# Aim of the exercise
Restate the records in full and exactly, with no images included.
##### Information shown #####
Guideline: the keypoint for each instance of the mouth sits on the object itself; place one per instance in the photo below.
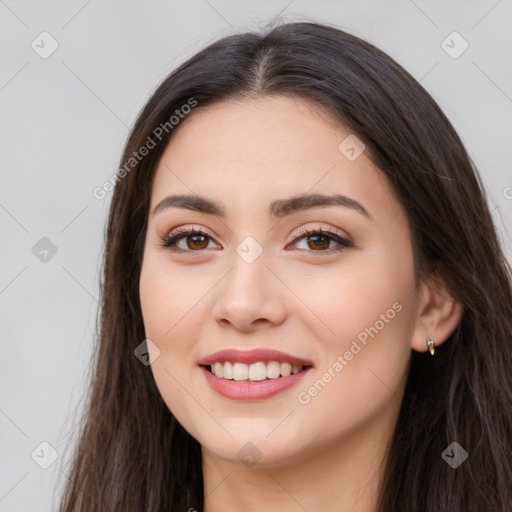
(252, 375)
(255, 372)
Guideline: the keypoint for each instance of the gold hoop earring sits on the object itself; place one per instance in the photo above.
(431, 345)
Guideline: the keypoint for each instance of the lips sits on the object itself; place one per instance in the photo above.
(247, 380)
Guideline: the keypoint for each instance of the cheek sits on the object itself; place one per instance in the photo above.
(369, 307)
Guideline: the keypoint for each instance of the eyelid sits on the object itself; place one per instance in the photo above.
(342, 240)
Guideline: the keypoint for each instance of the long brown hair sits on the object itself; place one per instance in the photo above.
(133, 455)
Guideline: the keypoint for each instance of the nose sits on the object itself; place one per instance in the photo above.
(250, 297)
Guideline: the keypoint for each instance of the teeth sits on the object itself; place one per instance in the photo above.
(286, 369)
(254, 372)
(240, 371)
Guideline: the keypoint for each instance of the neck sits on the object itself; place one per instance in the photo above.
(342, 475)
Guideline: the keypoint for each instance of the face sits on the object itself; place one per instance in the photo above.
(261, 281)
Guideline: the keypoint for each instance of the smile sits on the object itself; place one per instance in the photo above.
(254, 372)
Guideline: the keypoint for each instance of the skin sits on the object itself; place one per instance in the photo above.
(326, 454)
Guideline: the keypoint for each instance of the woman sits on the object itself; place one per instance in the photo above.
(305, 304)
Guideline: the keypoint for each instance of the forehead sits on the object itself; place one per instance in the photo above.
(246, 151)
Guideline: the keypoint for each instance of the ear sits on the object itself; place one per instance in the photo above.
(437, 315)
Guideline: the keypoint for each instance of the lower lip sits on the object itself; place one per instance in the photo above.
(251, 390)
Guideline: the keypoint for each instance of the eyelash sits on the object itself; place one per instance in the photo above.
(170, 241)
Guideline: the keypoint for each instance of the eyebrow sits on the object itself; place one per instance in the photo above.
(278, 208)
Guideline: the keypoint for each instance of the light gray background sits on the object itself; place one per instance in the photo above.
(65, 119)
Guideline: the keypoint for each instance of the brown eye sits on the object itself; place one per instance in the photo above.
(196, 243)
(195, 240)
(319, 241)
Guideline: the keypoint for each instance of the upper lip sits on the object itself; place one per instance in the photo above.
(252, 356)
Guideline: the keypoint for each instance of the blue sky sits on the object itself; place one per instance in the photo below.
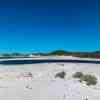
(44, 25)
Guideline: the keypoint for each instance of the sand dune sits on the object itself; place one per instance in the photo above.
(37, 82)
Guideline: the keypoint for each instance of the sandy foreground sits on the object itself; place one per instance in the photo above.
(37, 82)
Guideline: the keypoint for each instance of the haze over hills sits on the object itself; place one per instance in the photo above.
(95, 54)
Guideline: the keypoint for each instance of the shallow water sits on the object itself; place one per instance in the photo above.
(17, 62)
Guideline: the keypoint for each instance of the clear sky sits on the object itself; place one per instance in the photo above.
(43, 25)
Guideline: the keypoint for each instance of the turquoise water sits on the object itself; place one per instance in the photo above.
(16, 62)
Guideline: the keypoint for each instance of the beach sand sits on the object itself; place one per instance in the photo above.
(37, 82)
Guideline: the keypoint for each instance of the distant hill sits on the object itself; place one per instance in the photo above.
(95, 54)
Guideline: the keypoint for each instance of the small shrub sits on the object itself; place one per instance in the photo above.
(90, 79)
(60, 75)
(78, 75)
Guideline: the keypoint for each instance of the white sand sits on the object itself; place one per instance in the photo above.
(37, 82)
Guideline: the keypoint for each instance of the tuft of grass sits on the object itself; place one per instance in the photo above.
(78, 75)
(60, 75)
(89, 79)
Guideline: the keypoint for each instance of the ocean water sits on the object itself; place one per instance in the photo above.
(16, 62)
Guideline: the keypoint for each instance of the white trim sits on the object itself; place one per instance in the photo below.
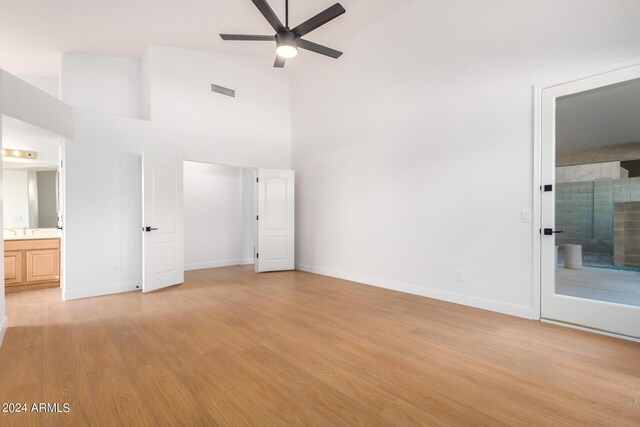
#####
# Your response
Guideline: the keypoint for each instance of the mouth sits on the object itself; place one per instance in the photo below.
(252, 375)
(255, 372)
Guideline: the keypoint for each instance of the gold hoop earring sits on the object itself; place one per instance in the photo above.
(431, 345)
Guideline: the keypoint for each instance of the lips sits on the object itself; place one per instance in the photo above.
(247, 380)
Guideline: the keypoint for each instance of the cheek sits on the object itself; place one per instance in the photo above.
(369, 307)
Guideline: the keypoint for each instance of the eyelid sits on the object itself; place one per instance in the photo above.
(342, 240)
Guideline: the keypoint for each instance of the long brown hair sits on the object itself; place one per instance in the photo above.
(133, 455)
Guideline: the keypoint for each instance of the nose sits on the object itself; place one per instance in the photo above.
(250, 297)
Guideline: the keypoint for each instance of the teeth sits on the object itself; place one per instance in the photo above.
(286, 369)
(254, 372)
(240, 371)
Guideline: the keypoint for each instance of the neck sits on the object itself; place one per instance in the photo above.
(342, 475)
Guideline: the keypoint for each instance of the face sits on the object itself; place one per instance in the photo above.
(261, 281)
Guideline: the keypoint for each instance of the smile sits on the object itself; place one per instance in the photo above.
(254, 372)
Guideline: the keypoint for each instance of the skin sits on the object itself; place one per instance in the photo above.
(326, 454)
Guideline: the keypoint for each instance of the woman sits on the object itself; place one per instance in the photo above.
(305, 304)
Guideline: the keypoint for each instance of the forehead sits on the object itself; place one per instance in the photo above.
(246, 151)
Guideline: the keypoint for each instance of the ear sits on the object itself; place one per instance in the photo above.
(437, 315)
Guideline: the keypoint for each instance of the lower lip sits on the object itself; place one per instance in the photo above.
(251, 390)
Guideline: the keypoint for each instance of the eyelash sits on the object itself; place one per instance in the photo above.
(170, 241)
Guideline: the keypoint for each instance of the eyebrow sits on the object itself; place one per instance in the photo above.
(278, 208)
Guideline: the keypoint for each instance of the light gray background sits on the object itself; place one per instance in the photo above.
(65, 119)
Guideline: the keypoint for each instance of the brown eye sits on the object itself; place one per instance in the photo above.
(196, 243)
(195, 240)
(319, 241)
Guideline: the keypoint for each instance of the upper lip sits on the object itself; place one per instance in the photo above.
(252, 356)
Guideline: the keypoint for each instance of the blue sky sits on the object itself; place one per instance in the photo below.
(44, 25)
Guideline: the keypoint for each instance of the sand dune sits on the object itself; place one per instance in the photo above.
(37, 82)
Guideline: the keypoint for each instance of the sandy foreground sits on the object itself; place one per instance in the photo above.
(37, 82)
Guideline: the keypoint for each instance of the haze over hills sits on the object itself; place one per instance in the photo above.
(95, 54)
Guideline: the keypoint for each instance of the shallow water sits on the object itself; place one per instance in the photo above.
(17, 62)
Guideline: the keypoint for each instance of the clear sky sits on the object itself; place one per instance in the photo above.
(43, 25)
Guideline: the keypoint for each instance of the turquoise water sits on the object itself; place one per instance in the photo above.
(16, 62)
Guideline: the keypoint for each instance of the beach sand sits on the object itself; place one per instance in the photo above.
(37, 82)
Guideline: the keypoint for each instance of the distant hill sits on the object itself; place one per instance in the photo above.
(95, 54)
Guideline: the keypoint for each instance of the small shrub sits on the object itself; place one per instance in the photo above.
(90, 79)
(60, 75)
(78, 75)
Guideline: the keypoint for each instance of the white sand sits on the object itself; place one per instance in the photo above.
(37, 82)
Guideline: the keypoint for each instance of the tuft of grass sits on the object itself; place one per instance in the photo above.
(78, 75)
(60, 75)
(89, 79)
Guideline: the keypoint for each instance of the ocean water sits on the object itself; place one per instance in the photo above.
(16, 62)
Guideline: the keypoint for each instance of the white trim sits on the object itself; place one per instance in the photo below.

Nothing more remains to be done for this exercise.